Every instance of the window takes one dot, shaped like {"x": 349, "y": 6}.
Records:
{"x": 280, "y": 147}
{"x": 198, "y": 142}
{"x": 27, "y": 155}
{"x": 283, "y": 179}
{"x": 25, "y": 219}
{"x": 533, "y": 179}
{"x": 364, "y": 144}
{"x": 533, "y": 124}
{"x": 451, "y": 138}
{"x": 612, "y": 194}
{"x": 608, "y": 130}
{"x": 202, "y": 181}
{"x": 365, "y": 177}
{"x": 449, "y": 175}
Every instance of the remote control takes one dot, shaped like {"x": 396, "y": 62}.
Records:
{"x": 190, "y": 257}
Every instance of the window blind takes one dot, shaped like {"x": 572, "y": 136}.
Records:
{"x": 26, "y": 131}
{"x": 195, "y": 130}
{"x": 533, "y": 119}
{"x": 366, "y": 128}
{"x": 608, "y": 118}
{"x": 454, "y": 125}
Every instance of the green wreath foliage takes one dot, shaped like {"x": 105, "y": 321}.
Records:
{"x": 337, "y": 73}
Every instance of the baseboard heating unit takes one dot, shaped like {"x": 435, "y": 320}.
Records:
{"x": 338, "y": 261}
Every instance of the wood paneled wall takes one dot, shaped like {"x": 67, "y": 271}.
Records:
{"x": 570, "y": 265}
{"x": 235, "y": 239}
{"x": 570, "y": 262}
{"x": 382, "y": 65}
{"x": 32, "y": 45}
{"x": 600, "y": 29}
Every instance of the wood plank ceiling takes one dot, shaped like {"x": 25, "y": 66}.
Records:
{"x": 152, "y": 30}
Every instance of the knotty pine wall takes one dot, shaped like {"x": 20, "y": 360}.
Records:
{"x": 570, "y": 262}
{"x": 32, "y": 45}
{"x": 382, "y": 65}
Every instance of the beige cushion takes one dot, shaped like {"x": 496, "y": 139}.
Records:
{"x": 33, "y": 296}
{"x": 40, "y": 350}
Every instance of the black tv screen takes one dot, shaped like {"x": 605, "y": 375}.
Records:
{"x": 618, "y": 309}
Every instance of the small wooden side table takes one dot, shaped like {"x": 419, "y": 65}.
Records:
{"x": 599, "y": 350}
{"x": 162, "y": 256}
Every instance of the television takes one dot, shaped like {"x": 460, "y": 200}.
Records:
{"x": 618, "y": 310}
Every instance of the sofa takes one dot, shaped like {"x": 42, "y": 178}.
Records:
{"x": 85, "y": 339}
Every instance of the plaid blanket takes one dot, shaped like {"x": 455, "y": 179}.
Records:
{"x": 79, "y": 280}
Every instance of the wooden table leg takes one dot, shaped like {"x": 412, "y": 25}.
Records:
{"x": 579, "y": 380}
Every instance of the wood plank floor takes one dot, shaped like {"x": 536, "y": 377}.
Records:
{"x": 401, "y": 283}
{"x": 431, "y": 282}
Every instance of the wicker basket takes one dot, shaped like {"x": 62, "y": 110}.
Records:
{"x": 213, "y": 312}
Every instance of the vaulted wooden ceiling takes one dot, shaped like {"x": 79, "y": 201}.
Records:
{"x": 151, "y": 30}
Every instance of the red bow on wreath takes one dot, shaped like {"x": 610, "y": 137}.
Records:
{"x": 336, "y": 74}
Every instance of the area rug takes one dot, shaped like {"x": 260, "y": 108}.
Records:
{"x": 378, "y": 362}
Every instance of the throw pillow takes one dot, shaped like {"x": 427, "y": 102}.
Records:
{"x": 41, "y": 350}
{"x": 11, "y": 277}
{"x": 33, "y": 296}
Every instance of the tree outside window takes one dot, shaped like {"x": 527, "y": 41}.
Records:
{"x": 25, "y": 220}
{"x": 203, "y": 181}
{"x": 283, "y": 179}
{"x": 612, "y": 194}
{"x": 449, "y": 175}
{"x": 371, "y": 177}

▶ **SET PROBLEM**
Please rewrite the records above, replacing "dot" with "point" everywhere it appears and leaving everything else unchanged.

▶ **EXERCISE OUTPUT**
Every instance of the window takes one point, shaped like {"x": 349, "y": 6}.
Records:
{"x": 280, "y": 147}
{"x": 198, "y": 142}
{"x": 27, "y": 155}
{"x": 283, "y": 179}
{"x": 25, "y": 219}
{"x": 533, "y": 179}
{"x": 364, "y": 144}
{"x": 533, "y": 124}
{"x": 451, "y": 138}
{"x": 612, "y": 194}
{"x": 608, "y": 130}
{"x": 202, "y": 181}
{"x": 365, "y": 177}
{"x": 449, "y": 175}
Every instance of the remote control takes one point, shaped like {"x": 396, "y": 62}.
Records:
{"x": 190, "y": 257}
Every instance of the window blind takes one point, shaped like {"x": 572, "y": 136}.
Records:
{"x": 26, "y": 131}
{"x": 195, "y": 130}
{"x": 533, "y": 119}
{"x": 366, "y": 128}
{"x": 608, "y": 118}
{"x": 454, "y": 125}
Every instance of the green wreath foliage takes one point, shaped like {"x": 105, "y": 321}.
Records:
{"x": 337, "y": 73}
Every instance of the baseboard heating unit takes one point, shaped like {"x": 435, "y": 320}.
Records:
{"x": 338, "y": 261}
Every instance of the wood paneled wall takes one point, shaped like {"x": 67, "y": 271}.
Records:
{"x": 570, "y": 265}
{"x": 235, "y": 239}
{"x": 570, "y": 262}
{"x": 382, "y": 65}
{"x": 32, "y": 45}
{"x": 600, "y": 29}
Every instance of the wood plank ceiling takes one point, shaped like {"x": 25, "y": 66}.
Records:
{"x": 152, "y": 30}
Every instance of the knotty pine wall takes one point, shaped like {"x": 20, "y": 360}.
Records:
{"x": 570, "y": 262}
{"x": 32, "y": 45}
{"x": 382, "y": 65}
Every instance of the beige cushion takes one point, shaped like {"x": 496, "y": 139}.
Records:
{"x": 33, "y": 296}
{"x": 40, "y": 350}
Every instance of the black tv screen takes one point, shaped like {"x": 605, "y": 375}.
Records:
{"x": 618, "y": 309}
Every instance of the small wooden side table takes one point, shaped like {"x": 419, "y": 65}.
Records:
{"x": 599, "y": 350}
{"x": 162, "y": 256}
Every instance of the television takes one point, shaped like {"x": 460, "y": 200}.
Records:
{"x": 618, "y": 310}
Every instance of the sofa takes one point, shaped like {"x": 42, "y": 178}.
Records:
{"x": 85, "y": 339}
Every instance of the plaid blanket takes one point, shaped like {"x": 455, "y": 179}.
Records:
{"x": 79, "y": 280}
Every instance of the wooden table leg takes one point, shaped like {"x": 412, "y": 25}.
Records:
{"x": 579, "y": 380}
Every instance of the wood plank floor takes one point, shaped like {"x": 536, "y": 377}.
Records:
{"x": 401, "y": 283}
{"x": 431, "y": 282}
Every instance of the wicker basket takes one point, shaped like {"x": 62, "y": 110}.
Records:
{"x": 213, "y": 312}
Every instance of the vaulted wooden ceiling takes one point, shaped like {"x": 79, "y": 201}.
Records:
{"x": 151, "y": 30}
Every instance of the red bow on wreath takes one point, shaped like {"x": 610, "y": 137}.
Records:
{"x": 336, "y": 74}
Every instance of the area rug takes one point, shaped like {"x": 260, "y": 108}.
Records:
{"x": 378, "y": 362}
Every instance of the throw pillow takes one point, shaped like {"x": 427, "y": 102}.
Records:
{"x": 41, "y": 350}
{"x": 11, "y": 277}
{"x": 33, "y": 296}
Every instance of the tree outside window takes one point, shaped like {"x": 527, "y": 41}.
Records:
{"x": 25, "y": 220}
{"x": 203, "y": 181}
{"x": 283, "y": 179}
{"x": 612, "y": 194}
{"x": 449, "y": 175}
{"x": 371, "y": 177}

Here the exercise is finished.